Objective
Copy each of the entries below word for word, keeping every character unchanged.

Data section
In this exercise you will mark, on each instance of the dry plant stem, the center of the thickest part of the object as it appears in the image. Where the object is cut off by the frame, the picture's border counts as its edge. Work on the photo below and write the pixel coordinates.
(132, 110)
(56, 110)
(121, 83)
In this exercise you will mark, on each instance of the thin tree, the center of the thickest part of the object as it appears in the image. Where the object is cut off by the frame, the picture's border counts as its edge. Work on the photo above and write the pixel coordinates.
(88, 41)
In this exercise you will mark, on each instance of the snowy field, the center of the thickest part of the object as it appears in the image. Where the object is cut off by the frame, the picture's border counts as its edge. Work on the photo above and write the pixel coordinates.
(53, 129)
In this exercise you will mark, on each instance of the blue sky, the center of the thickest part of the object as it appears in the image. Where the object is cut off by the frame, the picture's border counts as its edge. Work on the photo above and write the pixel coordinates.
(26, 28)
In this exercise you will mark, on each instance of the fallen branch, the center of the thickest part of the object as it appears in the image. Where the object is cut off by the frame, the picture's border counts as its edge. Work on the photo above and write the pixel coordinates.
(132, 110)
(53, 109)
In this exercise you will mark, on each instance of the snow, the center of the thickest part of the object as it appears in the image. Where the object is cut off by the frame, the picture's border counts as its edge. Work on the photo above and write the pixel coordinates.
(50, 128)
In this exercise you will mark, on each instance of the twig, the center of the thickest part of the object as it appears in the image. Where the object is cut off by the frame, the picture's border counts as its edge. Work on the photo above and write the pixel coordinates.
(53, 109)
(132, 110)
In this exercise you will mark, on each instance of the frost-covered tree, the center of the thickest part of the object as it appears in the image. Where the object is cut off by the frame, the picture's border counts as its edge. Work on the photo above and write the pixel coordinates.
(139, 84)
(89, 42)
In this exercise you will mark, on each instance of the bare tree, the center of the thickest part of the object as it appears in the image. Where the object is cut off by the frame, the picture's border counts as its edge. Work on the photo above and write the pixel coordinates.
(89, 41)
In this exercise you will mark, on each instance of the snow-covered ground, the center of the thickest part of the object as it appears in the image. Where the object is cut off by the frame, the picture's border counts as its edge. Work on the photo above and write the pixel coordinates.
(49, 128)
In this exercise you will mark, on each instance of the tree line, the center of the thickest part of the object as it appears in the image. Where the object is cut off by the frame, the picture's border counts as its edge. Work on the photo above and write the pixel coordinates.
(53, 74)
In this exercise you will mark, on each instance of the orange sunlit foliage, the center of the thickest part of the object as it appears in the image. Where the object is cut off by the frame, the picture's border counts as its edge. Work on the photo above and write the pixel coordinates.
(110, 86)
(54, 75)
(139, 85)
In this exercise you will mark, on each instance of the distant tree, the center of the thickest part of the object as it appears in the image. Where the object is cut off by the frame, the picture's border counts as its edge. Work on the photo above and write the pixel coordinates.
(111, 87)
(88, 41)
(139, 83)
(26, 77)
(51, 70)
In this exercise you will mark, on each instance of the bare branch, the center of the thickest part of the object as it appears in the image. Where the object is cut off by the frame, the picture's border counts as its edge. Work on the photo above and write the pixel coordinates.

Final answer
In this exercise you will mark, on each instance of the dry plant stem, the center of the thickest part of the object as it appears in the image. Where the object is cut off by the frame, the picture's border counts as its edge. Work on the photo below and write the pixel coordinates.
(132, 110)
(56, 110)
(121, 83)
In this exercise you will mark, on each instance of the thin tree, the center of the thickest part of the object as it appears in the image. Where the object is cut off by the frame, the picture's border counts as its edge. Work on the photo above and write the pixel coordinates.
(88, 41)
In this exercise you will mark, on each instance of the snowy field, the center of the thickest part of the object as it appears in the image. Where the object is cut off by the frame, the picture's border counts as its edge. Work on the photo above and write the pixel coordinates.
(53, 129)
In this exercise you will mark, on each instance of the blue sky, the center of the thickest part of the object as it appears in the image. Where the object is cut off by the frame, the picture's border counts as its edge. Work on the photo above and write the pixel coordinates.
(26, 28)
In this exercise you will mark, on each instance of the fallen branch, the center of the thickest part of the object as it appears in the image. Where the object is cut off by the frame, the picture's border counts as its edge. Work on the photo above and write the pixel coordinates.
(132, 110)
(53, 109)
In this exercise you will mark, on each instance of the snow, the center of the thickest part of the object as it appears in the image. Where the object is cut off by the frame, the picture's border counts as its edge. Work on the photo above and write the pixel coordinates.
(50, 128)
In this exercise you will mark, on each instance of the twig, the center of the thickest part of the object as it appears in the image. Where the object is cut off by the frame, the picture's border counts as its edge. Work on the photo above and write the pixel coordinates.
(53, 109)
(132, 110)
In this exercise you will mark, on each instance of the frost-covered tree, the center of the thickest part of the object as it appears in the image. Where the object is cut off by the frame, the picture's border counts as its edge. Work on the photo above and write the pixel coordinates.
(139, 84)
(89, 42)
In this exercise you will mark, on each instance of the bare tree, the center of the thickest part of the object as it appears in the image. Where the object is cut off by the frame, the picture's border counts as its edge. Work on the photo above and write the pixel coordinates.
(89, 41)
In this exercise you will mark, on each instance of the snow-covered ground, the center of the thickest part of the object as it appears in the image. Where the object is cut off by the frame, the picture's border counts as its edge. Work on the photo above and write the pixel coordinates.
(49, 128)
In this exercise you will mark, on each instance of the tree line, the center of the thickest part of the object as it appears in the image. Where the object is cut off by the frame, the picture's border counts as its edge. Work on the photo above and write the pixel coordinates.
(53, 74)
In this exercise you will mark, on each instance of the orange sunlit foliage, the center of the thickest part of the object as it appears in the image. Where the object is cut off by the frame, the picture's border counts as its edge. Work on the photo above and write the pixel coordinates.
(110, 86)
(54, 75)
(139, 85)
In this exercise you will mark, on each instance of the distant tree, the center of the thickest part of the object as it appears in the image. Where the object is cut off by the frame, the picture's border counts as its edge. Work on the photo above and write the pixel coordinates.
(111, 87)
(88, 41)
(139, 83)
(26, 77)
(51, 70)
In this exercise you will mark, on each instance of the bare branch, the center of the thickest part of the object as it appears in the image. Where the object is cut off by the frame, the picture's border counts as its edge. Work on the photo above and write the pixel coordinates.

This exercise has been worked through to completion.